#### [Action item]
Without omission or alteration, write out all of the data.

[Records contained in a dataset]
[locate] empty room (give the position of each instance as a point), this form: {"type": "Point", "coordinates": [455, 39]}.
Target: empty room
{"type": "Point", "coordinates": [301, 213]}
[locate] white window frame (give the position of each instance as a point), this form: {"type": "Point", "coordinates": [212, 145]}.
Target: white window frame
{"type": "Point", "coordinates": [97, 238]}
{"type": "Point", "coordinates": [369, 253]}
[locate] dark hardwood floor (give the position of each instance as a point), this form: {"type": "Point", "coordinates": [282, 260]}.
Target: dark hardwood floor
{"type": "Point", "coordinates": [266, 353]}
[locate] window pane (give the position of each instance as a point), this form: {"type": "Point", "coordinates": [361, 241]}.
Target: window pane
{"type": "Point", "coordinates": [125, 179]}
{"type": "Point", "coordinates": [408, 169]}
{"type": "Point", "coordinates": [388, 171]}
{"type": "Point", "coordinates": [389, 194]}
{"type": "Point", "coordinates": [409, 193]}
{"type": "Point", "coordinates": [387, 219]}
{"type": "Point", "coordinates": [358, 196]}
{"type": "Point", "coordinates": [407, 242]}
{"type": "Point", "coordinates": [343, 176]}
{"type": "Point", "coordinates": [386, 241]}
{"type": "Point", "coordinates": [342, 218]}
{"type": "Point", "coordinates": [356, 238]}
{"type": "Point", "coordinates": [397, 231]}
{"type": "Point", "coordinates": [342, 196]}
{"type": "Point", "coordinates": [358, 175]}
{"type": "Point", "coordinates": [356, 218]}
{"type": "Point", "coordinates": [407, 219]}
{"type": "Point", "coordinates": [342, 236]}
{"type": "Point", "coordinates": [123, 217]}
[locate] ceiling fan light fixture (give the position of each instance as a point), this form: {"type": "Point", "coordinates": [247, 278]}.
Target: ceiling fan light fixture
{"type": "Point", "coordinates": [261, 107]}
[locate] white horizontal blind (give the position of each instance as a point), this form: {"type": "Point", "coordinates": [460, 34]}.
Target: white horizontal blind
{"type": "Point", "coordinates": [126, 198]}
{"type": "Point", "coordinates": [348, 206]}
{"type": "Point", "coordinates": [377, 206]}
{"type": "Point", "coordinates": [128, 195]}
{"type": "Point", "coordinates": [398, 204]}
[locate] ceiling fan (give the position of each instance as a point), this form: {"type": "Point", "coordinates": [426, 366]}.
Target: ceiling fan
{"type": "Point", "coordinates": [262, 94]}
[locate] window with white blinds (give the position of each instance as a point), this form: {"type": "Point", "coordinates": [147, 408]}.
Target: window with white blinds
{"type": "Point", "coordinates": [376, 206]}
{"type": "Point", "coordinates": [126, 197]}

#### [Solution]
[locate] empty room (give the position of each instance as a point), this form: {"type": "Point", "coordinates": [455, 39]}.
Target: empty room
{"type": "Point", "coordinates": [301, 213]}
[locate] white window frame (give the position of each instance as a point), this form: {"type": "Point", "coordinates": [212, 145]}.
Target: white window frame
{"type": "Point", "coordinates": [97, 238]}
{"type": "Point", "coordinates": [369, 253]}
[locate] dark hardwood floor (give the position of each instance as a point), this form: {"type": "Point", "coordinates": [282, 260]}.
Target: dark hardwood floor
{"type": "Point", "coordinates": [266, 353]}
[locate] window pane (give the position of each instance as a point), this form: {"type": "Point", "coordinates": [361, 241]}.
Target: window pane
{"type": "Point", "coordinates": [125, 179]}
{"type": "Point", "coordinates": [408, 169]}
{"type": "Point", "coordinates": [388, 171]}
{"type": "Point", "coordinates": [389, 194]}
{"type": "Point", "coordinates": [409, 193]}
{"type": "Point", "coordinates": [387, 219]}
{"type": "Point", "coordinates": [358, 196]}
{"type": "Point", "coordinates": [407, 242]}
{"type": "Point", "coordinates": [343, 176]}
{"type": "Point", "coordinates": [386, 241]}
{"type": "Point", "coordinates": [342, 218]}
{"type": "Point", "coordinates": [356, 238]}
{"type": "Point", "coordinates": [397, 231]}
{"type": "Point", "coordinates": [342, 196]}
{"type": "Point", "coordinates": [358, 175]}
{"type": "Point", "coordinates": [356, 218]}
{"type": "Point", "coordinates": [407, 219]}
{"type": "Point", "coordinates": [342, 236]}
{"type": "Point", "coordinates": [123, 217]}
[locate] ceiling fan light fixture (give the position of each instance as a point), this form: {"type": "Point", "coordinates": [247, 278]}.
Target: ceiling fan light fixture
{"type": "Point", "coordinates": [261, 107]}
[locate] white horizontal blind (give the position of each instance as a point), this form: {"type": "Point", "coordinates": [460, 34]}.
Target: white horizontal blind
{"type": "Point", "coordinates": [126, 198]}
{"type": "Point", "coordinates": [348, 206]}
{"type": "Point", "coordinates": [377, 206]}
{"type": "Point", "coordinates": [128, 195]}
{"type": "Point", "coordinates": [398, 204]}
[locate] ceiling fan (give the position of each instance as a point), this form: {"type": "Point", "coordinates": [426, 366]}.
Target: ceiling fan
{"type": "Point", "coordinates": [262, 94]}
[locate] window with white blinds (give the position of each instance as a point), this form: {"type": "Point", "coordinates": [147, 408]}.
Target: window with white blinds
{"type": "Point", "coordinates": [376, 206]}
{"type": "Point", "coordinates": [126, 197]}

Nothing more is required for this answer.